• **TEXTO DE LA PÁGINA**:
Hoy en día el tema de la salud nos sobrevuela a todos. El covid-19 parecía que nos iba a ayudar a tomar contacto con nuestra vulnerabilidad como seres humanos, pero no. Poder aterrizar de ideas omnipotentes, autoexigencias desbordantes y fantasías de híper-control. Y lo más importante, nos iba a atizar en la soberbia cuando todo ufanos alardeábamos de no tener tiempo de ponernos enfermos, ni física ni emocionalmente. ¡Cuánta ignorancia!
Pero así somos, una continua compulsión a la repetición, con poca capacidad para aprehender de lo vivido, y mucha, para confirmar el dicho popular “solo nos acordamos de de Santa Bárbara cuando truena”.
Estamos tan atravesados por el capitalismo férreo, el consumismo voraz y el positivismo ridículo, que lo vivido en la pandemia nos ha calado bien poco. Estos dos años hemos sentido en carne propia, lo efímero de la existencia, sin embargo, no podemos permitirnos el derecho estar enfermos y permitirnos el tiempo necesario para recuperarnos. Sentimos que si no somos productivos y eficientes, somos invisibles.
Nos quedamos en la cuneta de la sociedad, expulsados de la continua vorágine. Flagelándonos porque algo habremos hecho mal, para estar enfermos. También culpables, porque el mandato que impera en lo cultural, es que nos tenemos que sentir bien y ser positivos. Una auténtica locura ¿Cómo no vamos a dolernos si estamos mal? ¿Replegarnos para cuidar nuestras heridas? ¿Darnos un tiempo para recupéranos, sin prisas ni obligaciones? En definitiva, escuchar lo que necesita nuestro cuerpo (descansar, dormir, pasear, comer, etc.), sin exigirnos ni forzarnos. Tolerando esa transición necesaria de convalecencia, con calma y cariño.
Algo que parece de tan sentido común, se lleva bastante poco en estos tiempos que vivimos. Claro que escuchamos “cuídate, que lo primero eres tú”, “descansa”, “recupérate bien”, pero en realidad forma parte de un doble discurso. En ese momento, habla la parte nuestra más conectada, pero rápidamente entra en escena, la que hemos mamado socialmente. Imponiéndonos la obligación de ser productivos, olvidarnos del sufrimiento y huir hacia delante.

• **CONTENIDO DE DATOS**:
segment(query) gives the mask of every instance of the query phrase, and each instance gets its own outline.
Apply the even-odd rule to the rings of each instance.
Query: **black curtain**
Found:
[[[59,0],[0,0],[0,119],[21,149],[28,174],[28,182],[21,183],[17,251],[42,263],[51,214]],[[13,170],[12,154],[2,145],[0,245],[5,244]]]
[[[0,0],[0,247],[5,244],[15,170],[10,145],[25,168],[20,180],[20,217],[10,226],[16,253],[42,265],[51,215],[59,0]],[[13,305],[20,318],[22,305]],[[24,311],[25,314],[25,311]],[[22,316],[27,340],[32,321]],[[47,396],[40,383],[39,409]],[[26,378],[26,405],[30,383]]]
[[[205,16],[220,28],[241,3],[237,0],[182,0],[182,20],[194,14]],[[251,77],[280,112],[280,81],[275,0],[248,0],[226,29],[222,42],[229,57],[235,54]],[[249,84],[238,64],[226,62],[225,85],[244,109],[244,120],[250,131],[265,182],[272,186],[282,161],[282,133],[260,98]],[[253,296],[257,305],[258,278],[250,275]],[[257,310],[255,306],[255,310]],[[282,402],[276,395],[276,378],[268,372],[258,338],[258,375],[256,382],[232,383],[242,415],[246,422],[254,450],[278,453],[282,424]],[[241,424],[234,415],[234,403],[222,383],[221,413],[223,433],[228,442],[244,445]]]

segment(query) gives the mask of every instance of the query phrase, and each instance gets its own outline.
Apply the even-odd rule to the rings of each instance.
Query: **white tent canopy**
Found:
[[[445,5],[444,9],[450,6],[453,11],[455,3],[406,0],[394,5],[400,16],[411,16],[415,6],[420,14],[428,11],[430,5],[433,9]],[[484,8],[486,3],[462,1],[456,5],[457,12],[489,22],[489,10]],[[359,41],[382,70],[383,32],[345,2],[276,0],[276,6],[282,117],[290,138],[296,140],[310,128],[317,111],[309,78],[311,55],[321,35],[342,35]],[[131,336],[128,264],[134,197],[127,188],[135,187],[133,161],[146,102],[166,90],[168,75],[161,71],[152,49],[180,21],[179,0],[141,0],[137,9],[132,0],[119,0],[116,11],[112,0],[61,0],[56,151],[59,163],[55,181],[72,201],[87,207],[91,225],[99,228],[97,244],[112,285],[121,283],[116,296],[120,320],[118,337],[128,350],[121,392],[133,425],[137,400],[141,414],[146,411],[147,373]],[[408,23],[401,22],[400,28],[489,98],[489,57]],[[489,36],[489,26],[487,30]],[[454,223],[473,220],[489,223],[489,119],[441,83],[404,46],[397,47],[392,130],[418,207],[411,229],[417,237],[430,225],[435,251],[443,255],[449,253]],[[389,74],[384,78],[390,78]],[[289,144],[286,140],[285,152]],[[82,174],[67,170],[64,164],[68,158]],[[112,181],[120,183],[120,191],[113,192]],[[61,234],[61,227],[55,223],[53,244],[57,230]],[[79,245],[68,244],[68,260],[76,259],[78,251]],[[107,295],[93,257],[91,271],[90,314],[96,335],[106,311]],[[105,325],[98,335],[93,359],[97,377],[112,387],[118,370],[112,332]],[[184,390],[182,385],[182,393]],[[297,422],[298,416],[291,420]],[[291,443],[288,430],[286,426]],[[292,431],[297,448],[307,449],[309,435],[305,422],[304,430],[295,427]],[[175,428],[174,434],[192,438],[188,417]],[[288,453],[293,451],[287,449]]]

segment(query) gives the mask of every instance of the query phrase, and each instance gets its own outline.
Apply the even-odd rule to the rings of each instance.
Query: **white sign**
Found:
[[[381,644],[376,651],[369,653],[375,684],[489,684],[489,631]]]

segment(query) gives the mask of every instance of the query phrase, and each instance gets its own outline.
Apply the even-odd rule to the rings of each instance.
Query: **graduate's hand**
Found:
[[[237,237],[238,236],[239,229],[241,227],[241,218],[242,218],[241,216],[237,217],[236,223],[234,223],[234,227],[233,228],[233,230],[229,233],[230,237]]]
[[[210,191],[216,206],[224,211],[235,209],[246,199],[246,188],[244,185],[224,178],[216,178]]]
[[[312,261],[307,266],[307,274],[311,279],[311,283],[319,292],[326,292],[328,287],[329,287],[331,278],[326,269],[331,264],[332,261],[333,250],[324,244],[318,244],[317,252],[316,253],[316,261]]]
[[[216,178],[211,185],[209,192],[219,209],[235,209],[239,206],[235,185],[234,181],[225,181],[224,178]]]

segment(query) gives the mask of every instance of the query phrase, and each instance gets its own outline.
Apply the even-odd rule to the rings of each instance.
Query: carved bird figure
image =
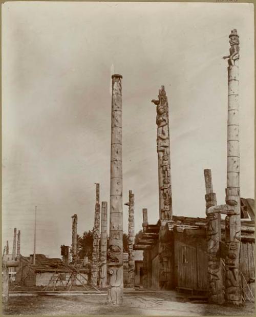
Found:
[[[155,104],[156,106],[158,106],[160,101],[159,100],[155,100],[155,99],[152,99],[151,102],[153,103],[153,104]]]

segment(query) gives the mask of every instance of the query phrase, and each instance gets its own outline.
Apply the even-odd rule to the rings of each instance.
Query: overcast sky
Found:
[[[248,4],[7,2],[2,6],[3,245],[60,256],[93,227],[95,183],[109,207],[111,76],[123,75],[123,202],[159,217],[156,106],[169,107],[174,214],[205,216],[203,170],[218,203],[226,180],[230,30],[240,39],[241,192],[254,197],[253,6]],[[127,207],[123,206],[127,231]]]

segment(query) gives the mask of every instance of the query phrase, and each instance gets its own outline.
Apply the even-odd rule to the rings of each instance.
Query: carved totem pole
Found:
[[[162,225],[164,225],[166,221],[172,221],[173,217],[169,108],[164,86],[162,86],[159,91],[158,100],[153,100],[151,101],[157,106],[157,151],[158,156],[159,220]],[[162,229],[160,228],[160,231],[162,231]],[[172,280],[170,260],[172,248],[169,242],[166,243],[166,241],[163,241],[160,232],[160,237],[159,244],[159,260],[161,264],[160,279],[163,287],[170,288],[170,283]]]
[[[99,272],[99,226],[100,221],[100,205],[99,204],[99,184],[96,184],[95,213],[93,227],[93,244],[92,265],[92,284],[97,286]]]
[[[73,216],[72,219],[72,262],[76,265],[77,262],[77,215],[76,213]]]
[[[129,202],[124,204],[128,206],[129,217],[128,219],[129,250],[128,250],[128,282],[127,287],[134,287],[134,251],[133,245],[135,237],[134,235],[134,194],[129,190]]]
[[[142,223],[142,229],[143,232],[146,232],[146,226],[148,224],[148,222],[147,221],[147,208],[143,208],[142,209],[142,217],[143,222]]]
[[[240,261],[241,219],[239,151],[239,37],[234,29],[229,35],[228,67],[227,164],[226,204],[212,206],[206,211],[226,214],[225,242],[225,299],[240,305],[242,300]]]
[[[18,231],[18,239],[17,240],[17,257],[20,255],[20,230]]]
[[[210,169],[205,169],[205,202],[206,210],[216,206],[216,194],[214,192]],[[207,241],[208,253],[208,298],[210,304],[223,304],[224,287],[221,274],[220,242],[221,241],[221,215],[210,213],[207,220]]]
[[[123,301],[123,211],[122,170],[122,78],[113,75],[110,167],[110,239],[108,264],[110,274],[108,299],[114,304]]]
[[[153,100],[151,102],[157,106],[159,219],[166,221],[172,220],[173,214],[170,173],[169,110],[164,86],[162,86],[159,91],[158,100]]]
[[[18,266],[18,261],[3,261],[2,263],[3,271],[3,300],[4,304],[7,304],[9,301],[9,272],[15,271]]]
[[[15,258],[16,257],[16,244],[17,243],[16,237],[17,229],[16,228],[14,228],[14,230],[13,230],[13,244],[12,245],[12,260],[15,260]]]
[[[105,288],[107,286],[106,251],[108,244],[108,203],[101,203],[101,234],[100,235],[100,287]]]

• **CONSIGNAS DEL EJERCICIO**:
**A)** Según el texto sobre la salud y la pandemia, ¿cómo sentimos que somos si no somos productivos y eficientes?
**B)** Escribe cómo sigue el texto sobre la salud y la pandemia a partir de su última oración.
Las entradas son un material independiente del texto.

• **RESULTADOS POR CONSIGNA**:
**A)** Sentimos que somos invisibles.

**B)**
Gema me contaba en su terapia,reflexionando sobre su poco cuidado hacia ella misma, que a los días de operarla tuvo que volver a su puesto de trabajo. Sin presión externa, no la necesitaba. Se sobraba con ella misma, para boicotearse, no podía permitirse estar en casa convaleciente, tenía que seguir demostrando(se) su valía profesional. En estos momentos el cuerpo le habla, con una amplia sintomatología. Y poco a poco va pudiendo escucharse. Pero como plantea Byung-Chul Han “El sujeto forzado a rendir sufre de síndrome de desgaste profesional (en inglés, burnout) desde el momento en que siente que ya no puede más. Fracasa por culpa de las exigencias de rendimiento que se impone a sí mismo”.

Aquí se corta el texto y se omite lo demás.